== TRECHO FORNECIDO
Nelson Sabóia Barros, um Poeta!
Umas gotas de palavras descem a Serra da Ibiapaba. Murmuram segredos que captam do silêncio sepulcral e arqueológico da Gruta dos Caboclos. A última morada de bravos guerreiros, que ali, em calma ordem, repousavam há milhares de anos, no sono dos justos, antes que passos intrusos e gananciosos lhes removessem os ossos e lhes tirassem o imutável sossego, alimentando novas e excêntricas histórias.
Mais e mais palavras gotejam e descem aguadas do monte. Vão se juntando, se aglomerando. Percorrem como um rio as modestas ruas de Montenebo. E arrasta um barco em cujo leme vai um Poeta de nome Nelson Sabóia Barros, nascido no sopé da grande serra, o lugar que um dia foi batizado pelo pioneiro Pe. José Juvêncio de Andrade.
====
:: QUESTÕES E TAREFAS ::
A - No texto sobre Nelson Sabóia Barros, quem batizou o lugar em que o poeta nasceu?
B - Por favor, prossiga o texto sobre Nelson Sabóia Barros a partir da última frase apresentada.
== DADOS FORNECIDOS
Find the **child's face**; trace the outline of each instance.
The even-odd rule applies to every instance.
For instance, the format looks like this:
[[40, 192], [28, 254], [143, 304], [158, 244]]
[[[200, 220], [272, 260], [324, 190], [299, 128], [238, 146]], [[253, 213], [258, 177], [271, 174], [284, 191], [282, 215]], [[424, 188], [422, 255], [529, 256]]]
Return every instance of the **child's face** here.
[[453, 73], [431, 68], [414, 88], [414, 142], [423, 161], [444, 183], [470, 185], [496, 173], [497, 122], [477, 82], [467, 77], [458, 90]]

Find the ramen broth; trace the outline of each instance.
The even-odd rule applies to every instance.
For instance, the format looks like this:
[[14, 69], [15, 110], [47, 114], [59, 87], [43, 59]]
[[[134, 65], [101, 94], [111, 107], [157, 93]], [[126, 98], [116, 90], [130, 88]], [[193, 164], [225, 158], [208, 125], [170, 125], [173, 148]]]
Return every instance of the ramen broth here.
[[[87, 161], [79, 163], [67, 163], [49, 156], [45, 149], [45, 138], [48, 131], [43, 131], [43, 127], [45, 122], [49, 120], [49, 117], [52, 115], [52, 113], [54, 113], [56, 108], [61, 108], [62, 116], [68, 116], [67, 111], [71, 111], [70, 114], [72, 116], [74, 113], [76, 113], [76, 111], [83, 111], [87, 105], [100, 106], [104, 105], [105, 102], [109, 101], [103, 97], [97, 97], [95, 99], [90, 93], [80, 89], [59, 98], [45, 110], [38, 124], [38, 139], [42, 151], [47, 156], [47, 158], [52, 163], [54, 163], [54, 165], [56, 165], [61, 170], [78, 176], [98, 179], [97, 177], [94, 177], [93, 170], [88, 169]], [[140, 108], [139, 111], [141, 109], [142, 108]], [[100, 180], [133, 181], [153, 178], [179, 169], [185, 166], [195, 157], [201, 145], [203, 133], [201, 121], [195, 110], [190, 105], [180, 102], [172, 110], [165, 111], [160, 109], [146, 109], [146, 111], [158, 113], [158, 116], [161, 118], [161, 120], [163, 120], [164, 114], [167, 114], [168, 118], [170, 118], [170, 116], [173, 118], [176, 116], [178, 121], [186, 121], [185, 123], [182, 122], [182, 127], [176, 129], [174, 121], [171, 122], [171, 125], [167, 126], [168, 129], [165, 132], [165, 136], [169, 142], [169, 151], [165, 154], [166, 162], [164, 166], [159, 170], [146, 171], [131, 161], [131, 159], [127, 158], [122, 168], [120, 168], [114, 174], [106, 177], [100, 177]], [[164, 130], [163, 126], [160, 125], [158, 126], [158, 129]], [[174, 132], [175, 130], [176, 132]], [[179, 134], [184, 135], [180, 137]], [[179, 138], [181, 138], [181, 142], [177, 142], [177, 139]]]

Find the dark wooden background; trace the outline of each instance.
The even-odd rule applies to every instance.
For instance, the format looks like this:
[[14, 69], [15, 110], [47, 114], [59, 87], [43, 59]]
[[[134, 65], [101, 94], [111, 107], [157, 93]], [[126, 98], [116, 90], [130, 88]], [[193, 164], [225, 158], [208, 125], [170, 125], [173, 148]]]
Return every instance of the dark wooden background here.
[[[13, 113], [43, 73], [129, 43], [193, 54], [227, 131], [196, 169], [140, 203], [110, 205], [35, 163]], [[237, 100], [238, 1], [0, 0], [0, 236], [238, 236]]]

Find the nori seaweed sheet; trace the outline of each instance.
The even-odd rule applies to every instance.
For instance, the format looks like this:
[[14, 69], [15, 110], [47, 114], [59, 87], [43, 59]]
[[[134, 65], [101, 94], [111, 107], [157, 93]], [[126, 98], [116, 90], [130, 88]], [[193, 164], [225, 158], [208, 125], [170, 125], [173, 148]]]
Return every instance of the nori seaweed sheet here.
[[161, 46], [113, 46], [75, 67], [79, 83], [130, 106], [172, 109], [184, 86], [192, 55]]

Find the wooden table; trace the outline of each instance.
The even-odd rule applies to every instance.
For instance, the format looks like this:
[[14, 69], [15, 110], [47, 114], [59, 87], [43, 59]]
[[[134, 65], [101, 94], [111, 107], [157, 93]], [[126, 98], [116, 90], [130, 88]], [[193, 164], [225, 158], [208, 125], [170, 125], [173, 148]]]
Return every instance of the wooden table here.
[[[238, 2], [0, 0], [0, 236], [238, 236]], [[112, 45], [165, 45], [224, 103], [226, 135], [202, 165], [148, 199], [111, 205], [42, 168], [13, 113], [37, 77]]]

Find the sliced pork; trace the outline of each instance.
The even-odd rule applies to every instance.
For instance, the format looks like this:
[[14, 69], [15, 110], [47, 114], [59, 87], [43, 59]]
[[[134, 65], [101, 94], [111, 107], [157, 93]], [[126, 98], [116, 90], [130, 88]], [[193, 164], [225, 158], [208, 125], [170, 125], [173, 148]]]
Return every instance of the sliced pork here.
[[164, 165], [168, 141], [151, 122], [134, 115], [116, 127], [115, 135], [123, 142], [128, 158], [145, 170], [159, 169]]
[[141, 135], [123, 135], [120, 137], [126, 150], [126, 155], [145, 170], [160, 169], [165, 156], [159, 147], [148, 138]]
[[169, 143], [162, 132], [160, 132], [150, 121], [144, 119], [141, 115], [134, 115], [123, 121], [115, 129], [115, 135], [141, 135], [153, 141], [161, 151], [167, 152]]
====
:: RESULTADOS ESPERADOS ::
A - O pioneiro Pe. José Juvêncio de Andrade.

B -
Certas coisas, quando misturadas convenientemente, logo se homogeneízam, como uma multidão de abelhas zunindo, num enxame laborando na florada da época, o que sempre resulta num doce mel. Como a lua clara na abobada escura de Montenebo, apinhada de estrelas. Como a trovadoresca poesia e a doutrina religiosa, que são como dois líquidos homogêneos, quando num mesmo barco, facilmente se misturam. Basta folhearmos a Bíblia, onde navegaremos num caudaloso rio de inspiração poética. Esta narrativa que agora estais a ler, é sobre um agricultor-poeta, ou um poeta-agricultor, mas também está repleta de padres com seus assombrosos sermões que emanavam de suas negras batinas, tudo num só enredo, como uma embarcação que desce um veloz rio.
Quando um vate canta a sua época, louva o seu lugar, como um patativa canta o sertão, nem o incalculável tempo consegue escondê-lo dos holofotes do mundo, se ele colocou em seus verso a sua alma e a sua arte, numa linguagem nascida do coração.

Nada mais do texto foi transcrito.